SOURCE TEXT:
▶

Ancient medicine: The Middle Ages AD 400 to 1400:Europe and Islamic medicine:


Ancient medicine: medicine in medieval Islamic World

The  Islamic civilization rose to primacy in medical science as its physicians contributed significantly to the field of medicine, including  anatomy, ophthalmology, pharmacology, pharmacy, physiology,  surgery  and the pharmaceutical sciences. The Arabs were influenced by ancient Indian, Greek, Roman and Byzantine medical practices, and developed these further. Galen and  Hippocrates were pre-eminent authorities. The translation of 129 of Galen’s works into Arabic by the Nestorian Christian Hunayn ibn Ishaq and his assistants, and in particular Galen’s insistence on a rational systematic approach to medicine, set the template for Islamic medicine, which rapidly spread throughout the arab Empire.

Ancient medicine: medieval medicine of Europe

After A.D. 400, the study and practice of medicine in the Western Roman Empire went into deep decline. Medical services were provided, especially for the poor, in the thousands of monastic hospitals that sprang up across Europe, but the care was rudimentary and mainly palliative.

◀

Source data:
▶

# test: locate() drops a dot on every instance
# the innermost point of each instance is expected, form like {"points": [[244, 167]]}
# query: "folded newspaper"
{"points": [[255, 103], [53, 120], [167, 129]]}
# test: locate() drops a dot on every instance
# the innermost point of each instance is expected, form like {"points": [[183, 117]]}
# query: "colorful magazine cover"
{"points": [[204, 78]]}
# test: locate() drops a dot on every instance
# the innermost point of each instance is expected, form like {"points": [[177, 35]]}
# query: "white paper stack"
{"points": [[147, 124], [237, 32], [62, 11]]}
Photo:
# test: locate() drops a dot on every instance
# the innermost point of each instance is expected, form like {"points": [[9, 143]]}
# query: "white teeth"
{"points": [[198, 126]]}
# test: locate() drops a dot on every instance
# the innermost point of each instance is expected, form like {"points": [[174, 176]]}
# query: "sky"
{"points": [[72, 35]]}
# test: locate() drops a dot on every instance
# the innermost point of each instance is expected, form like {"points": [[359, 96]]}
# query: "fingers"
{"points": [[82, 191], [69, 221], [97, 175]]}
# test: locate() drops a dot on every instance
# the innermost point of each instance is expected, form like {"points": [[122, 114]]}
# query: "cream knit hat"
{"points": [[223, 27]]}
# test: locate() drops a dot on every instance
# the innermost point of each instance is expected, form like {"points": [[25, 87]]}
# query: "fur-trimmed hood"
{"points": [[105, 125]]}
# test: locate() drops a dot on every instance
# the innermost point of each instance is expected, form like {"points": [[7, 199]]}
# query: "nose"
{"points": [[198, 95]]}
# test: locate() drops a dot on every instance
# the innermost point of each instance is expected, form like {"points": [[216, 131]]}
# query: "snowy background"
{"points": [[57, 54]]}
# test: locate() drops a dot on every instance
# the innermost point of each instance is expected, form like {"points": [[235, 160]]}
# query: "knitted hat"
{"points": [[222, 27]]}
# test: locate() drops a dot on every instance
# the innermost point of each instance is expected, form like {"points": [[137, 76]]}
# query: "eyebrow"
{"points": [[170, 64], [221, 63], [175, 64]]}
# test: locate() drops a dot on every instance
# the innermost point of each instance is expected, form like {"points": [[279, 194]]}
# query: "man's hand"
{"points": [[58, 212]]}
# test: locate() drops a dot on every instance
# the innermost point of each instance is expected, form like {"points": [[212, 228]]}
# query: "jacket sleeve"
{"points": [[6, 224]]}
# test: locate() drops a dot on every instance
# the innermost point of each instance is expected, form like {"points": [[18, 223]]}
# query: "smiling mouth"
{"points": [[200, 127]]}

◀

TASK 1:
According to the ancient medicine text, who translated 129 of Galen's works into Arabic?
TASK 2:
Write a continuation of the ancient medicine text, starting right after its final sentence.

WRITTEN REPLY 1:
The Nestorian Christian Hunayn ibn Ishaq, together with his assistants.

WRITTEN REPLY 2:
 Most of the writings of Galen and Hippocrates were lost to the West, with the summaries and compendia of St. Isidore of Seville being the primary channel for transmitting Greek medical ideas.  The Carolingian renaissance brought increased contact with Byzantium and a greater awareness of ancient medicine, but only with the twelfth century renaissance and the new translations coming from Muslim and Jewish sources in Spain, and the fifteenth century flood of resources after the fall of Constantinople did the West fully recover its acquaintance with classical antiquity.

Wallis identifies a prestige hierarchy with university educated physicians on top, followed by learned surgeons; craft-trained surgeons; barber surgeons; itinerant specialists such as dentist and oculists; empirics; and midwives.

Schools

The first medical schools were opened in the 9th century, most notably the Schola  Medica at Salerno in southern Italy. The cosmopolitan influences from Greek, Latin, Arabic, and Hebrew sources gave it an international reputation as the Hippocratic City. Students from wealthy families came for three years of preliminary studies and five of medical studies. By the thirteenth century the medical school at Montpellier began to eclipse the Salernitan school. In the 12th century universities were founded in Italy, France and England which soon developed schools of medicine. The University of Montpellier in France and Italy’s University of Padua and University of Bologna were leading schools. Nearly all the learning was from lectures and readings in Hippocrates, Galen, Avicenna and Aristotle. There was little clinical work or dissection.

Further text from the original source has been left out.